▶ **DO THIS**
Copy everything from the line containing "dry hillside, which" through the end of the records, putting "slope" in place of "hillside" and changing nothing else.

(Records from a pointing dataset)
-.-.-
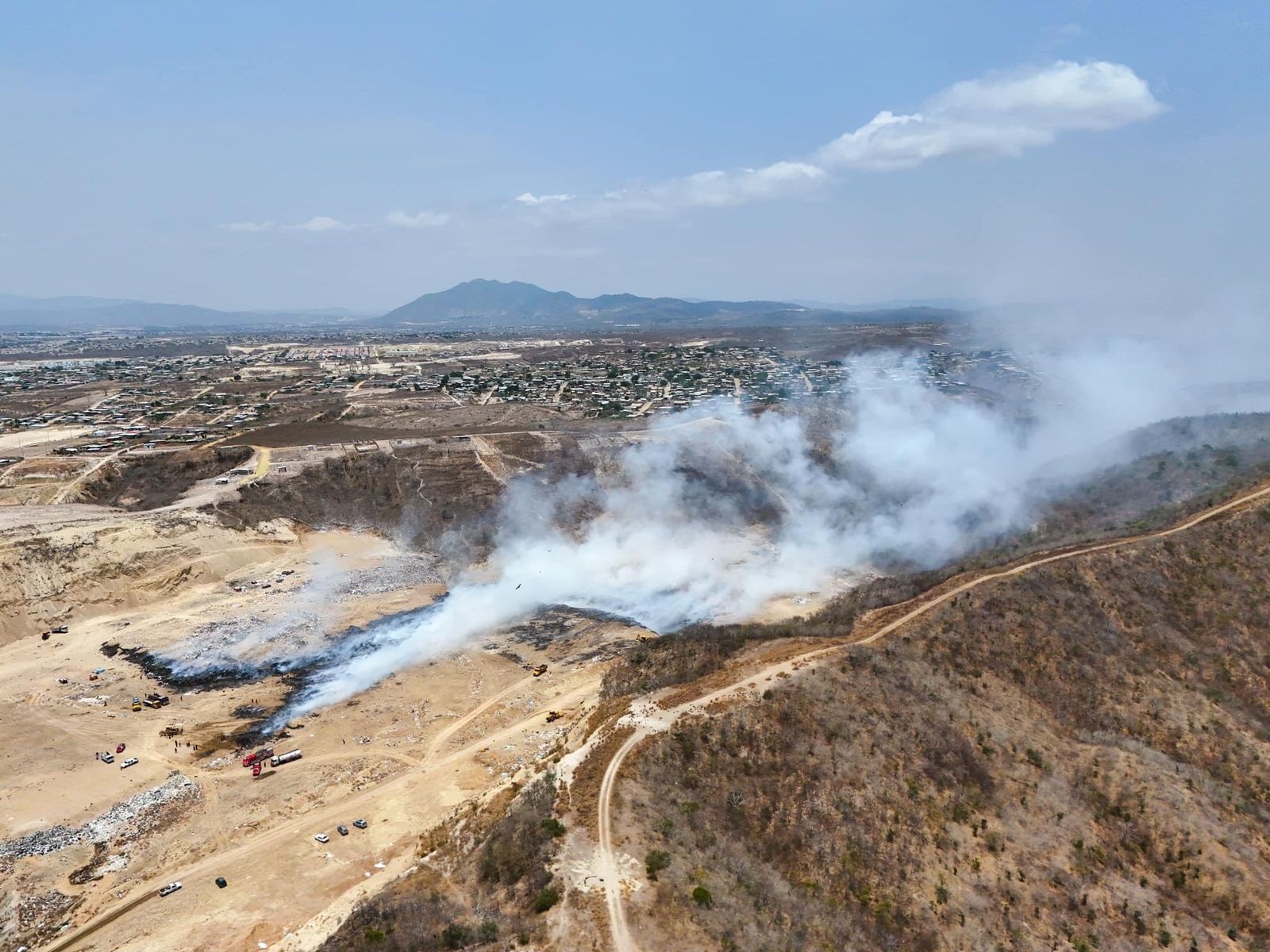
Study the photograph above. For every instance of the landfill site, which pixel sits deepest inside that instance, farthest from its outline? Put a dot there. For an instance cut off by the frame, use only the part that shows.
(120, 786)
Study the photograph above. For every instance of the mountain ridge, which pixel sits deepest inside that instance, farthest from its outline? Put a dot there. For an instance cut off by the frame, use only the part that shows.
(480, 304)
(518, 304)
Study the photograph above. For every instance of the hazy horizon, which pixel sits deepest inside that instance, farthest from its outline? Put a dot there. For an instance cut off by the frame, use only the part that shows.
(855, 154)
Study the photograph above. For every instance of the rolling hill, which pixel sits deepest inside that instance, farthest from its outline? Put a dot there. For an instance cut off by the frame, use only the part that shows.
(495, 304)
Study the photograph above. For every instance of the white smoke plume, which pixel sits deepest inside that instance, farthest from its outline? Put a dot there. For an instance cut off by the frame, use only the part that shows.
(721, 511)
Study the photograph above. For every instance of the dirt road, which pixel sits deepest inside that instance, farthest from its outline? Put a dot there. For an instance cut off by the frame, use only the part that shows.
(649, 720)
(422, 776)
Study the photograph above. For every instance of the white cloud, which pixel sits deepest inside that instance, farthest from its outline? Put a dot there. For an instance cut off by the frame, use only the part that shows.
(319, 222)
(530, 198)
(419, 220)
(997, 114)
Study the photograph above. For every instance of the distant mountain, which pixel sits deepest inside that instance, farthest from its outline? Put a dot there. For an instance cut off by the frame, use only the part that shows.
(474, 305)
(495, 304)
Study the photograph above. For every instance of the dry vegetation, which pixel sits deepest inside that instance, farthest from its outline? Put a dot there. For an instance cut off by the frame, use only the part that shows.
(1076, 758)
(484, 881)
(416, 494)
(159, 479)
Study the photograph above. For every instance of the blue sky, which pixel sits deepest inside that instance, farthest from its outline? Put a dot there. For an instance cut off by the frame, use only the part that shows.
(285, 155)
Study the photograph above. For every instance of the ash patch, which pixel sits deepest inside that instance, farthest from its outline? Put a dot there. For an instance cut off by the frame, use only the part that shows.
(35, 918)
(563, 626)
(122, 822)
(398, 573)
(173, 674)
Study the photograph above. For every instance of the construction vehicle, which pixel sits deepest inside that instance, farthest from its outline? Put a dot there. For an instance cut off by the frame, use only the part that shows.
(285, 759)
(258, 757)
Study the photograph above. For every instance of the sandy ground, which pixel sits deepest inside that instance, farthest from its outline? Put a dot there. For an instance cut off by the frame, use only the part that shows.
(402, 755)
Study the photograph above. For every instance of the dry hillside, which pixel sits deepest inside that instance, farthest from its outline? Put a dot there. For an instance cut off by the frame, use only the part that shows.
(1076, 758)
-.-.-
▶ **REPLY**
Study the photograph above. For every instance of the dry slope, which pixel sits deepest inside that instance, farthest from its outline? Put a dot there. For an instance cut off by the frame, use only the part that shows.
(1076, 758)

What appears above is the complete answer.